▸ **Problem to solve**
Give the records from the line with "Draw the outline of every instance of the tree" through the end of the records again, swapping "tree canopy" for "shrub" and changing nothing else. Leave the pictures out.
::: Recorded data :::
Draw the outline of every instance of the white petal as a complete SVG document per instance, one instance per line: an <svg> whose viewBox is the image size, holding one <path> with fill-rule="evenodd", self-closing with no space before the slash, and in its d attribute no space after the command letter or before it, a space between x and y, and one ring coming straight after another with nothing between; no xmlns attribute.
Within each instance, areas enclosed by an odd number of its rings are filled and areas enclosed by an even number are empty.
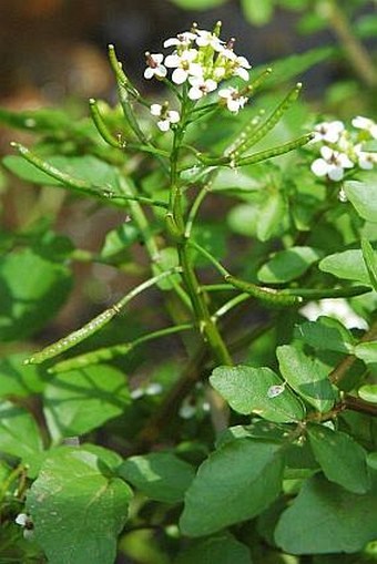
<svg viewBox="0 0 377 564"><path fill-rule="evenodd" d="M240 100L234 100L233 98L230 98L226 102L226 105L230 112L237 113L240 110Z"/></svg>
<svg viewBox="0 0 377 564"><path fill-rule="evenodd" d="M165 69L165 66L164 66L163 64L160 64L160 66L157 66L156 69L154 69L154 74L155 74L156 76L162 76L162 78L164 78L164 76L166 76L167 71L166 71L166 69Z"/></svg>
<svg viewBox="0 0 377 564"><path fill-rule="evenodd" d="M151 66L147 66L144 71L144 79L153 79L154 76L154 69L151 69Z"/></svg>
<svg viewBox="0 0 377 564"><path fill-rule="evenodd" d="M364 117L363 115L357 115L350 123L358 130L368 130L370 125L373 125L373 121L368 117Z"/></svg>
<svg viewBox="0 0 377 564"><path fill-rule="evenodd" d="M328 168L327 175L332 181L342 181L344 176L344 170L342 166L332 166Z"/></svg>
<svg viewBox="0 0 377 564"><path fill-rule="evenodd" d="M344 153L339 153L337 161L343 168L351 168L354 166L354 163Z"/></svg>
<svg viewBox="0 0 377 564"><path fill-rule="evenodd" d="M156 63L156 64L161 64L162 61L164 60L164 55L162 53L152 53L151 54L151 59L153 59L153 61Z"/></svg>
<svg viewBox="0 0 377 564"><path fill-rule="evenodd" d="M243 69L242 66L240 66L240 69L236 69L234 71L234 74L236 76L240 76L240 79L245 80L245 81L248 81L248 79L249 79L248 72L246 71L246 69Z"/></svg>
<svg viewBox="0 0 377 564"><path fill-rule="evenodd" d="M157 127L159 130L165 132L165 131L169 131L170 130L170 121L169 120L160 120L160 122L157 122Z"/></svg>
<svg viewBox="0 0 377 564"><path fill-rule="evenodd" d="M228 88L228 89L221 89L218 91L218 95L220 95L220 98L230 98L232 95L233 91L234 91L234 89L231 89L231 88Z"/></svg>
<svg viewBox="0 0 377 564"><path fill-rule="evenodd" d="M162 105L161 104L152 104L151 105L151 114L152 115L161 115Z"/></svg>
<svg viewBox="0 0 377 564"><path fill-rule="evenodd" d="M175 71L172 74L172 81L175 84L183 84L187 80L187 72L183 69L175 69Z"/></svg>
<svg viewBox="0 0 377 564"><path fill-rule="evenodd" d="M175 110L171 110L170 112L167 112L167 115L171 123L179 123L181 119L179 112L176 112Z"/></svg>
<svg viewBox="0 0 377 564"><path fill-rule="evenodd" d="M165 49L167 49L169 47L176 47L180 44L181 44L181 41L177 38L169 38L163 43Z"/></svg>
<svg viewBox="0 0 377 564"><path fill-rule="evenodd" d="M205 88L208 92L213 92L217 88L217 82L212 79L205 81Z"/></svg>
<svg viewBox="0 0 377 564"><path fill-rule="evenodd" d="M317 158L312 163L310 168L316 176L325 176L328 172L328 163L324 158Z"/></svg>
<svg viewBox="0 0 377 564"><path fill-rule="evenodd" d="M201 98L203 98L203 92L198 88L192 86L188 90L188 98L190 100L200 100Z"/></svg>
<svg viewBox="0 0 377 564"><path fill-rule="evenodd" d="M244 69L251 69L252 68L252 65L247 61L246 57L237 57L237 63L240 64L240 66L243 66Z"/></svg>
<svg viewBox="0 0 377 564"><path fill-rule="evenodd" d="M17 517L14 519L14 522L18 524L18 525L21 525L21 526L26 526L26 524L30 521L30 517L29 515L27 515L26 513L19 513L17 515Z"/></svg>
<svg viewBox="0 0 377 564"><path fill-rule="evenodd" d="M204 69L203 69L203 66L201 64L198 64L198 63L191 63L191 65L188 68L188 74L191 76L202 78L203 73L204 73Z"/></svg>
<svg viewBox="0 0 377 564"><path fill-rule="evenodd" d="M326 161L329 161L334 156L334 151L327 145L324 145L320 147L320 154Z"/></svg>
<svg viewBox="0 0 377 564"><path fill-rule="evenodd" d="M169 54L165 59L165 66L167 66L167 69L175 69L180 66L180 64L181 58L177 54Z"/></svg>

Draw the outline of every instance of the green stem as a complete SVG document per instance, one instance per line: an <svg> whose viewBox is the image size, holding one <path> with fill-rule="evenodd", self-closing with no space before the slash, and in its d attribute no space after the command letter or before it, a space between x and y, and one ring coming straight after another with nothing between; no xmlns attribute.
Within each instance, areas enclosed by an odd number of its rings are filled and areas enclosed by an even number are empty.
<svg viewBox="0 0 377 564"><path fill-rule="evenodd" d="M165 327L164 329L159 329L147 335L143 335L142 337L139 337L137 339L134 339L131 342L113 345L111 347L103 347L101 349L92 350L90 352L85 352L83 355L79 355L67 360L62 360L61 362L58 362L55 366L51 367L48 370L48 372L59 373L65 372L67 370L73 370L77 368L84 368L90 365L98 365L99 362L112 360L116 357L129 355L133 349L135 349L140 345L143 345L144 342L159 339L160 337L165 337L166 335L174 335L176 332L187 331L193 328L194 328L193 324L182 324L173 327Z"/></svg>
<svg viewBox="0 0 377 564"><path fill-rule="evenodd" d="M98 332L102 327L108 325L113 317L119 315L121 310L139 294L146 290L151 286L154 286L159 281L163 280L164 278L167 278L174 274L181 273L181 267L174 267L169 270L165 270L164 273L159 274L157 276L153 276L152 278L143 281L135 288L133 288L131 291L129 291L123 298L114 304L112 307L108 308L105 311L102 311L99 316L94 317L91 321L85 324L83 327L78 329L77 331L71 332L67 337L63 337L62 339L59 339L58 341L53 342L52 345L49 345L48 347L44 347L39 352L35 352L32 357L24 360L26 365L39 365L41 362L44 362L45 360L57 357L58 355L61 355L65 350L71 349L72 347L75 347L79 342L88 339L88 337L91 337L95 332Z"/></svg>

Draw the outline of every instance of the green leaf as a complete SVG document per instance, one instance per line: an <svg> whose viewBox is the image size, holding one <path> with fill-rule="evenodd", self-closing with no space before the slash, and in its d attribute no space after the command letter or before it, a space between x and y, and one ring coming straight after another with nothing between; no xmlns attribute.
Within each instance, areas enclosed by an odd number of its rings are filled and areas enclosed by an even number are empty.
<svg viewBox="0 0 377 564"><path fill-rule="evenodd" d="M336 393L323 365L291 345L278 347L276 356L285 380L302 398L320 412L333 408Z"/></svg>
<svg viewBox="0 0 377 564"><path fill-rule="evenodd" d="M377 254L367 238L361 237L361 253L365 266L368 270L370 285L377 291Z"/></svg>
<svg viewBox="0 0 377 564"><path fill-rule="evenodd" d="M170 0L184 10L211 10L222 6L226 0Z"/></svg>
<svg viewBox="0 0 377 564"><path fill-rule="evenodd" d="M230 533L193 542L181 552L174 564L252 564L247 546Z"/></svg>
<svg viewBox="0 0 377 564"><path fill-rule="evenodd" d="M353 553L376 539L376 483L368 494L357 495L315 475L283 513L275 541L292 554Z"/></svg>
<svg viewBox="0 0 377 564"><path fill-rule="evenodd" d="M34 418L9 401L0 402L0 451L23 461L43 449Z"/></svg>
<svg viewBox="0 0 377 564"><path fill-rule="evenodd" d="M377 341L360 342L355 347L354 353L366 363L377 362Z"/></svg>
<svg viewBox="0 0 377 564"><path fill-rule="evenodd" d="M354 353L355 339L348 329L333 317L320 316L316 321L297 325L295 337L318 350Z"/></svg>
<svg viewBox="0 0 377 564"><path fill-rule="evenodd" d="M45 370L41 366L26 366L29 357L18 352L0 359L0 397L18 396L26 398L43 391L47 380Z"/></svg>
<svg viewBox="0 0 377 564"><path fill-rule="evenodd" d="M361 398L361 400L370 401L370 403L377 403L377 383L368 383L361 386L358 389L357 393Z"/></svg>
<svg viewBox="0 0 377 564"><path fill-rule="evenodd" d="M125 460L118 474L151 500L177 503L194 479L194 469L170 452L153 452Z"/></svg>
<svg viewBox="0 0 377 564"><path fill-rule="evenodd" d="M374 253L376 255L376 252ZM360 281L370 286L370 278L360 249L344 250L323 258L319 268L337 278Z"/></svg>
<svg viewBox="0 0 377 564"><path fill-rule="evenodd" d="M271 397L271 390L283 382L269 368L218 367L210 381L238 413L255 413L276 423L300 421L305 417L302 402L288 388Z"/></svg>
<svg viewBox="0 0 377 564"><path fill-rule="evenodd" d="M265 25L274 12L273 0L241 0L241 7L246 20L254 25Z"/></svg>
<svg viewBox="0 0 377 564"><path fill-rule="evenodd" d="M314 457L325 476L354 493L366 493L370 488L366 452L351 437L332 431L326 425L307 428Z"/></svg>
<svg viewBox="0 0 377 564"><path fill-rule="evenodd" d="M44 462L27 511L50 564L113 564L131 498L121 479L101 473L95 454L65 447Z"/></svg>
<svg viewBox="0 0 377 564"><path fill-rule="evenodd" d="M257 515L279 494L283 470L281 444L253 439L223 444L186 492L182 533L205 536Z"/></svg>
<svg viewBox="0 0 377 564"><path fill-rule="evenodd" d="M102 425L129 403L125 376L106 365L61 372L44 392L44 414L54 441Z"/></svg>
<svg viewBox="0 0 377 564"><path fill-rule="evenodd" d="M265 242L278 235L282 229L282 217L286 212L285 201L278 192L267 194L258 209L256 236Z"/></svg>
<svg viewBox="0 0 377 564"><path fill-rule="evenodd" d="M262 89L275 88L277 84L292 81L295 76L300 76L305 71L312 69L314 65L326 61L334 54L334 48L320 47L306 51L305 53L294 54L271 61L268 64L263 64L253 69L254 75L257 76L266 66L273 69L272 75L268 78Z"/></svg>
<svg viewBox="0 0 377 564"><path fill-rule="evenodd" d="M101 249L101 256L103 258L114 258L119 255L123 255L140 236L139 229L134 225L123 223L116 229L112 229L106 234L103 247Z"/></svg>
<svg viewBox="0 0 377 564"><path fill-rule="evenodd" d="M302 276L314 263L323 257L323 252L312 247L292 247L275 253L268 263L258 270L258 278L266 284L284 283Z"/></svg>
<svg viewBox="0 0 377 564"><path fill-rule="evenodd" d="M160 249L159 252L159 262L154 263L152 266L153 275L157 275L160 273L163 273L165 270L169 270L170 268L173 268L174 266L179 265L179 255L174 247L165 247ZM180 281L180 275L174 274L170 278L165 278L164 280L161 280L156 284L156 286L162 290L171 290L173 288L172 280L175 280L176 283Z"/></svg>
<svg viewBox="0 0 377 564"><path fill-rule="evenodd" d="M360 181L347 181L344 183L347 198L363 219L377 222L377 194L374 178Z"/></svg>
<svg viewBox="0 0 377 564"><path fill-rule="evenodd" d="M0 258L0 340L29 337L57 314L72 287L67 266L30 249Z"/></svg>
<svg viewBox="0 0 377 564"><path fill-rule="evenodd" d="M43 173L34 165L26 161L22 156L9 155L3 158L3 165L10 172L16 174L23 181L33 184L42 184L47 186L63 186L64 184ZM50 156L47 162L69 174L75 180L86 181L93 186L103 191L119 192L118 171L104 161L100 161L95 156Z"/></svg>

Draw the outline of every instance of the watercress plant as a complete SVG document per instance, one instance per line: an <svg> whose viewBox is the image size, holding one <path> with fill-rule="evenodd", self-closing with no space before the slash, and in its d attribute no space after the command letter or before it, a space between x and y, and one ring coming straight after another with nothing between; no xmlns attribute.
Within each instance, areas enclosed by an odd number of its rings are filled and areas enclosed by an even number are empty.
<svg viewBox="0 0 377 564"><path fill-rule="evenodd" d="M1 361L4 557L376 554L377 126L316 120L300 83L272 92L273 69L235 45L218 22L147 52L144 78L167 92L152 102L110 45L119 105L91 100L93 125L0 113L39 135L12 143L9 171L125 219L98 254L41 222L2 234L3 341L50 321L72 262L128 270L140 242L149 259L81 327ZM139 296L155 290L151 316ZM157 327L133 330L157 308ZM132 378L154 353L160 368Z"/></svg>

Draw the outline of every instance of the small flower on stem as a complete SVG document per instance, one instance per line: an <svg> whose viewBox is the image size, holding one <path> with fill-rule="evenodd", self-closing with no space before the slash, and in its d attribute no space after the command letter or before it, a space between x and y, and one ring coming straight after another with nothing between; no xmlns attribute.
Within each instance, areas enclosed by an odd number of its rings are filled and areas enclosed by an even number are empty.
<svg viewBox="0 0 377 564"><path fill-rule="evenodd" d="M27 513L19 513L17 517L14 519L14 522L22 526L23 529L23 537L24 539L31 539L34 533L34 525L31 520L31 516Z"/></svg>
<svg viewBox="0 0 377 564"><path fill-rule="evenodd" d="M357 115L353 119L351 124L357 130L368 132L373 139L377 139L377 123L375 123L373 120L369 120L369 117Z"/></svg>
<svg viewBox="0 0 377 564"><path fill-rule="evenodd" d="M174 123L180 121L179 112L169 110L169 102L165 102L163 105L152 104L151 114L161 117L161 120L157 121L157 127L163 132L169 131Z"/></svg>
<svg viewBox="0 0 377 564"><path fill-rule="evenodd" d="M188 90L190 100L200 100L217 88L217 82L212 79L191 76L188 82L191 84L191 89Z"/></svg>
<svg viewBox="0 0 377 564"><path fill-rule="evenodd" d="M175 84L183 84L190 76L203 75L202 65L194 62L196 57L196 49L187 49L180 55L173 53L166 57L165 65L169 69L175 69L172 74L172 81Z"/></svg>
<svg viewBox="0 0 377 564"><path fill-rule="evenodd" d="M238 113L247 102L247 98L241 95L238 90L232 86L220 90L218 96L225 101L227 109L233 113Z"/></svg>
<svg viewBox="0 0 377 564"><path fill-rule="evenodd" d="M145 53L146 58L146 69L144 71L144 79L164 79L167 74L166 68L162 64L164 60L164 55L162 53Z"/></svg>
<svg viewBox="0 0 377 564"><path fill-rule="evenodd" d="M326 143L337 143L342 133L345 131L345 125L340 121L322 122L314 127L314 137L312 143L324 141Z"/></svg>
<svg viewBox="0 0 377 564"><path fill-rule="evenodd" d="M334 151L326 145L320 148L320 154L322 158L316 158L312 164L312 171L316 176L328 176L332 181L342 181L344 170L354 166L345 153Z"/></svg>

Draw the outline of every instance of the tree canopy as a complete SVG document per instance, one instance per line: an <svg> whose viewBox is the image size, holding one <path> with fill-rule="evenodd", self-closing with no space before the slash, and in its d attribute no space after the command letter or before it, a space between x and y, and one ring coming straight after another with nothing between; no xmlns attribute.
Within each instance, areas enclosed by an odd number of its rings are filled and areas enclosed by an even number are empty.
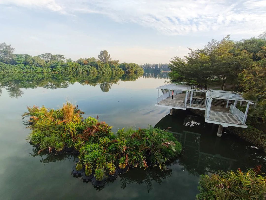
:::
▸ **Solution**
Draw the outline of every instance of the shrub as a complete SVG document per instance, one instance per line: an <svg> whose viewBox is the image size, holding one <path> with fill-rule="evenodd", self-closing with no space before the slash, and in its d attribute no space after the command letter or before it, a space between x and y, and one ring coming straight after another with nothing between; no xmlns attribute.
Within each instance, areas enclosed by an odd number of its rings are filled and areas enclosed by an even number are empty.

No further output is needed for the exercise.